16. Februar 1973: Shanghai ist die grösste Stadt der Welt

Welche Bilder stecken in den Wörtern, wenn wir erst ihren Klang, nicht aber ihren Inhalt kennen?

Ich wollte nach Andorra und ich wollte zum Taj Mahal reisen – nur um zu sehen, was sich hinter dem Klang verbirgt.

Shanghai. Als ich vor einigen Tagen das Bild im Bremgarter Bezirksanzeiger sah, so ganz anders, als ich mir Shanghai heute vorstelle: da dämmerte die Frage – – – woran liegt es, dass Shanghai in mir China ist? Viel mehr als Peking, viel mehr als alles andere? Woher 'kenne' ich Shanghai?

Der Verdacht scheint zunächst abwegig. Tintin? Hat Hergé seinen Helden in 'Le Lotus bleu' nicht einfach in einer anonymisierten chinesischen Welt auftreten lassen? Let's check. Und tatsächlich:

Tintin: Le Lotus bleu

Und jetzt, 1973, ist also Shanghai die grösste Stadt der Welt. 10,6 Millionen Einwohner. Vor Tokio, New York, Peking, London und Moskau.

**Arbeitsanweisung**
Wie geht der Text über Shanghai weiter? Setzen Sie ihn im Anschluss an seinen letzten Satz fort. Die Zeilen unten haben mit dem Text über Shanghai nichts zu tun.

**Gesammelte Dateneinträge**

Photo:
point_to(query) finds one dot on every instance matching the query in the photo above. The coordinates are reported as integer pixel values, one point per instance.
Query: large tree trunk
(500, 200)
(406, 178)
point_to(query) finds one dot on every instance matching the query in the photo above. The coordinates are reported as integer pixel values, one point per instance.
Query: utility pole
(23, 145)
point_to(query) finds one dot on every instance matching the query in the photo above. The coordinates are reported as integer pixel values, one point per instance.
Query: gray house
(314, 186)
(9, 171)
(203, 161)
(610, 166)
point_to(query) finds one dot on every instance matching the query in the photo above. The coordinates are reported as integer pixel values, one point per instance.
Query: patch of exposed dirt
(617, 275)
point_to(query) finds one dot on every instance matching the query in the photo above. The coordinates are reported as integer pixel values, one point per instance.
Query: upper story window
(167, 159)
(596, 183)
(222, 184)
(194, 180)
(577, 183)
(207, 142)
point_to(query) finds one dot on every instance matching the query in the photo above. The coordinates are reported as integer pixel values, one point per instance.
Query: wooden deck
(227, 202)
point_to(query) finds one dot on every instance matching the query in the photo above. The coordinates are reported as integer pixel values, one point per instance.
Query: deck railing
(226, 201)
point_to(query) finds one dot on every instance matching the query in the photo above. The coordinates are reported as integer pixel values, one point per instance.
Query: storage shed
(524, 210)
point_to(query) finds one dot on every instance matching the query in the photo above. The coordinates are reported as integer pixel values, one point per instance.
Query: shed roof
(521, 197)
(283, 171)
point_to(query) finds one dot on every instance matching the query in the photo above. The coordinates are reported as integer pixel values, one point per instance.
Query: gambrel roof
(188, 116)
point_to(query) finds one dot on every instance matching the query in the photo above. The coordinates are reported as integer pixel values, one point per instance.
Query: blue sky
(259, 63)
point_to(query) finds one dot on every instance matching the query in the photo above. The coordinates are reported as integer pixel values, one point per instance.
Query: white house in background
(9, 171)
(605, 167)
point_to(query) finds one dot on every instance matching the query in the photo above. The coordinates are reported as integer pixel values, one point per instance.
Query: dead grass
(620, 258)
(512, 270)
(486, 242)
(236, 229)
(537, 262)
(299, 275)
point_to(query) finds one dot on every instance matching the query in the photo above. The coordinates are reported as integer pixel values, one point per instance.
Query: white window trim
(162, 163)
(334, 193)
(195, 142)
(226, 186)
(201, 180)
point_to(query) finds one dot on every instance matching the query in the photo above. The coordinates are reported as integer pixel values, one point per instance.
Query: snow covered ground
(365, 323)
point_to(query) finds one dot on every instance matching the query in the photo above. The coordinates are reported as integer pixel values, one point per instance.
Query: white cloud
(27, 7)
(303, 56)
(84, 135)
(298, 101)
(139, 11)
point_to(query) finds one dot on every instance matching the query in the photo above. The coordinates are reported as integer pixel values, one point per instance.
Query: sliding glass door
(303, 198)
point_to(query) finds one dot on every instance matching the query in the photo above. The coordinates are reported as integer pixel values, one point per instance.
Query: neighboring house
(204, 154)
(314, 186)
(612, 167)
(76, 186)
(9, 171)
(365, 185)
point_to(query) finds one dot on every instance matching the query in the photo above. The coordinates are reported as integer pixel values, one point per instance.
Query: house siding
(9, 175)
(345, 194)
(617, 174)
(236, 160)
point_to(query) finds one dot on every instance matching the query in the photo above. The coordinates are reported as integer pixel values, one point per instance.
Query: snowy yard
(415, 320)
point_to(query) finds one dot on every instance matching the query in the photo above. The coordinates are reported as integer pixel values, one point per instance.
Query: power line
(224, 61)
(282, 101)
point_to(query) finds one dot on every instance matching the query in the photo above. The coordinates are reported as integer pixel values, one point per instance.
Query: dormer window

**Lösung**
Shanghai. Bremgarter Bezirksanzeiger, 16.2.1973

Mehrstöckige Gebäude am andern Ufer, ein Gewirr von einfachen Häusern am diesseitigen, und dazwischen Barken, die den halben Fluss verstellen, den Suzhou, einen Nebenarm des breiten Huangpu. Die Brücke dürfte die Sichuan Road Bridge sein. – Shanghai vor 50 Jahren, die grösste Stadt der Welt.

Man kann mit google earth in Shanghai nicht herumfahren wie anderswo. Aber einige Aussichtspunkte gibt es trotzdem. Angenommen, wir landen am Flussufer, und zwar beim Gewusel der kleinen Häuser: die Barken sind verschwunden, es sieht nach einer Uferpromenade aus:

google earth, Februar 2023

Und stellt man sich heute auf die Sichuan Road Bridge, wird deutlich, was sich in den letzten 50 Jahren getan hat:

Bild: explorest

'Nagelhaus' ist ein einprägsamer Begriff. Ein Haus, das einem grösseren Bauprojekt im Weg steht.

Bild: Reuters

Die Zeiten überschichten sich. Wenn man die Wolkenkratzer wegdenkt, landet man wieder bei Tintin.